• [PASSAGE]
Accordia: Adaptive Cloud Configuration Optimization for Recurring Data-Intensive Applications

Recognizing the diversity of big data analytic jobs, cloud providers offer a wide range of virtual machine (VM) instances or even clusters to cater for different use cases. The choice of cloud instance configurations can have a significant impact on the response time and running cost of data-intensive, production batch-jobs, which need to be re-run regularly using cloud-scale resources. However, identifying the best cloud configuration with a low search cost is quite challenging due to i) the large and high-dimensional configuration-parameters space, ii) the dynamically varying price of some instance types (e.g. spot-price ones), iii) job execution-time variation even given the same configuration, and iv) gradual drifts / unexpected changes of the characteristics of a recurring job. To tackle these challenges, we have designed and implemented Accordia, a system that enables Adaptive Cloud Configuration Optimization for Recurring Data-Intensive Applications. By leveraging recent algorithmic advances in Gaussian Process UCB (Upper Confidence Bound) techniques, the design of Accordia can handle time-varying instance pricing while providing a performance guarantee of sub-linearly increasing regret when comparing with the static, offline optimal solution. Using extensive trace-driven simulations and empirical measurements of our Kubernetes-based implementation, we demonstrate that Accordia can dynamically learn a near-cost-optimal cloud configuration (i.e. within 10% of the optimum) after fewer than 20 runs from over 7000 candidate choices within a 5-dimension search space, which translates to a 2X-speedup and a 20.9% cost-savings, when comparing to CherryPick.

Online Documentation

The full technical report is available at http://mobitec.ie.cuhk.edu.hk/cloudComputing/Accordia.pdf .

Prerequisites

We build Accordia system for Spark applications on top of Kubernetes in Google Cloud. Following is the prerequisites for Accordia system.

Ubuntu 16.04
Java JDK 1.8
gcloud, gsutil
Kubernetes 1.8 or above
Spark 2.3.0 or above

Setup

If you want to run the benchmarking Spark applications (i.e. SparkPi, PageRank and WordCount) of this repository, please use the following guide for setup and usage:

Install sbt We use sbt to compile Spark Scala program. You can use following command lines to install sbt.

• [INFORMATION SHOWN]
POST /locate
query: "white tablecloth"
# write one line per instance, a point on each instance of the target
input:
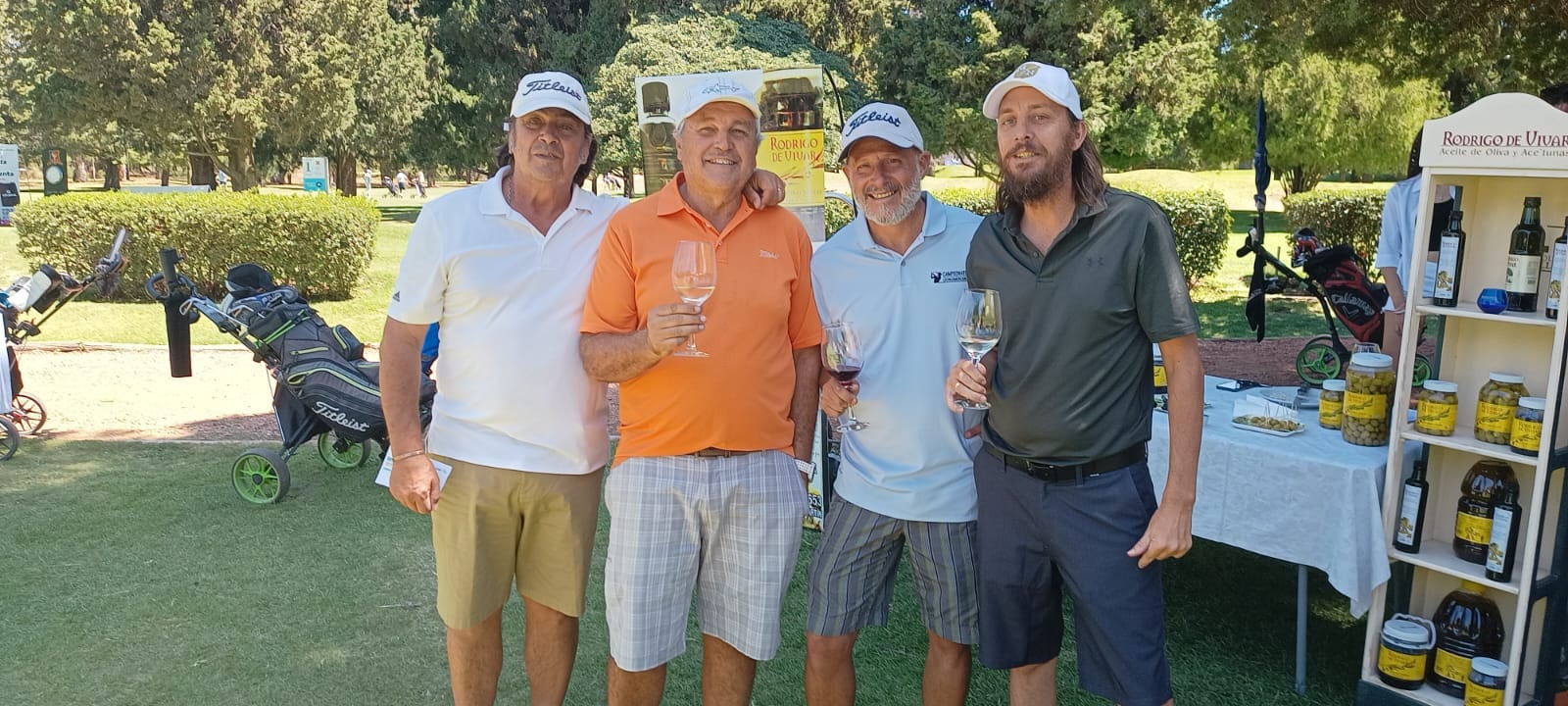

--

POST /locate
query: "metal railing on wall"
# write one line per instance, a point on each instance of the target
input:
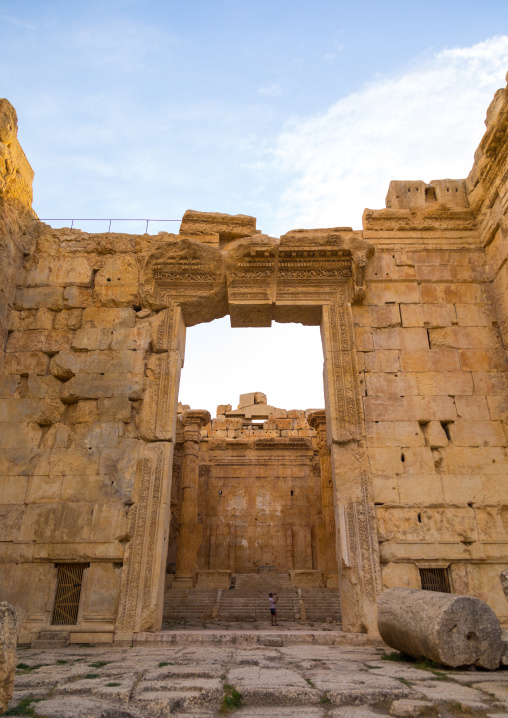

• [EXERCISE DIRECTIONS] Reproduce the Accordia text word for word, starting at "If you want" and ending at "to install sbt.". None of the lines is needed here.

• [REPLY TO THE TASK]
If you want to run the benchmarking Spark applications (i.e. SparkPi, PageRank and WordCount) of this repository, please use the following guide for setup and usage:

Install sbt We use sbt to compile Spark Scala program. You can use following command lines to install sbt.